EXERCISE OBJECTIVE: Among the records that follow, find the line with "Check that every instance of the chin" and the line with "Check that every instance of the pink". Set down those lines and all lines between them exactly, without adding anything.

-------- DATASET RECORDS

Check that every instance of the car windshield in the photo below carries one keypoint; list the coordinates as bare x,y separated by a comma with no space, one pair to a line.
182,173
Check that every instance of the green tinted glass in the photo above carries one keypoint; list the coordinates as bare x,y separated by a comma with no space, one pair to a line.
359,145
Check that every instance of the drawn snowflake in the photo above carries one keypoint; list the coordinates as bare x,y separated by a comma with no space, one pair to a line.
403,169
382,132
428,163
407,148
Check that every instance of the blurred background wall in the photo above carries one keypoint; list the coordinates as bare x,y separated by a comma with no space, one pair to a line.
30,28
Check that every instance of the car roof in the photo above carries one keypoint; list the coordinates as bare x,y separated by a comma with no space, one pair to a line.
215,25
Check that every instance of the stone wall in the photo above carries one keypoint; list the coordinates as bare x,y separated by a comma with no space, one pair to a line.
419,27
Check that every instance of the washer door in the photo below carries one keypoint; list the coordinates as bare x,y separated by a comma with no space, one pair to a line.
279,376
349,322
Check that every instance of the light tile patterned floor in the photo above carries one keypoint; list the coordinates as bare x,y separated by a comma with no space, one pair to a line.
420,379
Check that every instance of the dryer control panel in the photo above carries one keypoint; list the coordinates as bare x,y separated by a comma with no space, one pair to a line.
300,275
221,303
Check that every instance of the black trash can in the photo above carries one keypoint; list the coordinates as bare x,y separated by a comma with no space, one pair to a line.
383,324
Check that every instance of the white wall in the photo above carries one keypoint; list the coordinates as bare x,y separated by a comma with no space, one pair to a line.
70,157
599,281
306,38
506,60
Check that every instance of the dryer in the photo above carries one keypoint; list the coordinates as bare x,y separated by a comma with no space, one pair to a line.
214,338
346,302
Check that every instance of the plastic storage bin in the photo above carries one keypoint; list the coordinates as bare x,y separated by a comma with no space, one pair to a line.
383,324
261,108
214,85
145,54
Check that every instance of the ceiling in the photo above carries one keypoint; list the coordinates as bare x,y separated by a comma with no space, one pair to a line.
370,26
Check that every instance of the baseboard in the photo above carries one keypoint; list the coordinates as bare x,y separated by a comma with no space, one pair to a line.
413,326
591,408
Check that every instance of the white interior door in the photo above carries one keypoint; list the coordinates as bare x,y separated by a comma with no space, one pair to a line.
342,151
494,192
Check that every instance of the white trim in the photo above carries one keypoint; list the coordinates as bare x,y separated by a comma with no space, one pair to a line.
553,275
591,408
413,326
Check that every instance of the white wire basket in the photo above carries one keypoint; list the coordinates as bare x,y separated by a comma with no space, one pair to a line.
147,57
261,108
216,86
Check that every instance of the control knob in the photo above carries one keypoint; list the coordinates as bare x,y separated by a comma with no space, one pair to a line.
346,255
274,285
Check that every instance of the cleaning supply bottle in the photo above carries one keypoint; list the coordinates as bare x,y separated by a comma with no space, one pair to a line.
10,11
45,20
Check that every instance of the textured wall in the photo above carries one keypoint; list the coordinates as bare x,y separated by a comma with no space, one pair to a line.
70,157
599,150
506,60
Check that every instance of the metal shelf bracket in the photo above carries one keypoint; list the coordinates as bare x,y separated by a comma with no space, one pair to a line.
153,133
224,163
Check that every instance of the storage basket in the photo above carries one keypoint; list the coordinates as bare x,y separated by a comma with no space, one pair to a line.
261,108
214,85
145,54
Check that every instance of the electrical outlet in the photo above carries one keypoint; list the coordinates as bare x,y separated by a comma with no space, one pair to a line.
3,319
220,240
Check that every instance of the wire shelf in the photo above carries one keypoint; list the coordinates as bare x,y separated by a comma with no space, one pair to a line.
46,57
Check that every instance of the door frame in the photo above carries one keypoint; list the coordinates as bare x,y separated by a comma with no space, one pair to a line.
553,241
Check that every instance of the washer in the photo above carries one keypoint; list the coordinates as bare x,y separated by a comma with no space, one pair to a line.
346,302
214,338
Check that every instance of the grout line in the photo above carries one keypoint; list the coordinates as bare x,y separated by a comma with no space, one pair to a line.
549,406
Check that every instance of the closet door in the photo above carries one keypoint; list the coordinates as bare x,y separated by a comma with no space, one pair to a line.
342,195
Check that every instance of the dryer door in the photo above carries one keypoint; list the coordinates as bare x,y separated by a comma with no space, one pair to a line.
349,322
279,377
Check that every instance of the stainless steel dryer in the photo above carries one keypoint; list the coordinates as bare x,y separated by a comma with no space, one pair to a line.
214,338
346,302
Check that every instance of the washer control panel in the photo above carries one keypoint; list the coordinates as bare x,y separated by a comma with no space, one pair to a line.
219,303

----------------
-------- DATASET RECORDS

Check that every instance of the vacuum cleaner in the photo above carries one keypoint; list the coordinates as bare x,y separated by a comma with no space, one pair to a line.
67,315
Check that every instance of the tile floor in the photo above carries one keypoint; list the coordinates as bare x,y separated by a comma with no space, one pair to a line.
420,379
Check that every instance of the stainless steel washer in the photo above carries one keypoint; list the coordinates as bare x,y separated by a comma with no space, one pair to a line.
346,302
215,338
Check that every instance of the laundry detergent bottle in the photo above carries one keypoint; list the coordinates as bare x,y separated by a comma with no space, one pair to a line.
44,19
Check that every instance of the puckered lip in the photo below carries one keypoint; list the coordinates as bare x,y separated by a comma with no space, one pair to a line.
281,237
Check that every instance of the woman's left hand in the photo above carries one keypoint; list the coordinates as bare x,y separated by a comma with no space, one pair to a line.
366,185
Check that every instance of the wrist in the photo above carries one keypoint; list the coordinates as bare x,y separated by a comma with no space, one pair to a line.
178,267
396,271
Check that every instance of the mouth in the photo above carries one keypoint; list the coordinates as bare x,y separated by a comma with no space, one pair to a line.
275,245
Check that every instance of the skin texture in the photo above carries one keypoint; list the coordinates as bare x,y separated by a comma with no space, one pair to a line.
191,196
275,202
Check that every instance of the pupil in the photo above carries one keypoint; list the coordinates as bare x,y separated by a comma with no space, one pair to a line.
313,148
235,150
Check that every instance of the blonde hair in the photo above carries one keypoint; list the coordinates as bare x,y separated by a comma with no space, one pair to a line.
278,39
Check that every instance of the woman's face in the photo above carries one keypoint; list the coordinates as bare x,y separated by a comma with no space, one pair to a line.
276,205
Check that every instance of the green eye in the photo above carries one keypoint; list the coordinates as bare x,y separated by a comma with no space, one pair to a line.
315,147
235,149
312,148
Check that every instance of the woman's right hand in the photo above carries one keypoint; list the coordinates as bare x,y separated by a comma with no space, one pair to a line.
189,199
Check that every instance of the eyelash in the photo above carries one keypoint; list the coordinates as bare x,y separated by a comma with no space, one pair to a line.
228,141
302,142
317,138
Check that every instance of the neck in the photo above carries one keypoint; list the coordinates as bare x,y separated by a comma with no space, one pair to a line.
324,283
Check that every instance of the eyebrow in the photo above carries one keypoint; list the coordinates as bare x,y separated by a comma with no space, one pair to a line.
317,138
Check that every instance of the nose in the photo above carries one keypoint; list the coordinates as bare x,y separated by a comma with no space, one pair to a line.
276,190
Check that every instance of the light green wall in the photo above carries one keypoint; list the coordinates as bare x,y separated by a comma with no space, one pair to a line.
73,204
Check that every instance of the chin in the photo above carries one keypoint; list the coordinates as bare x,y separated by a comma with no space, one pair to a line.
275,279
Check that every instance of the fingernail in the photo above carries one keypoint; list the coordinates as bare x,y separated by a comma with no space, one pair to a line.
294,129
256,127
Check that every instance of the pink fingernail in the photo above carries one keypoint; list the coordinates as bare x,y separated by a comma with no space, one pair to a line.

----------------

ANSWER BOX:
Check that every instance of the chin in the photo above carries one keypoint; list the coordinates as bare x,y separated by a comma with no space, one pair to a line.
275,279
Check that every instance of the fingernail in the photo above carries one keypoint; list the coordinates as bare x,y separated by a comma with no space, one pair to a line.
294,129
256,127
Check that every instance of the pink fingernail in the photo above carries one keypoint; list the coordinates as bare x,y separated by a comma with no space, one pair to a line.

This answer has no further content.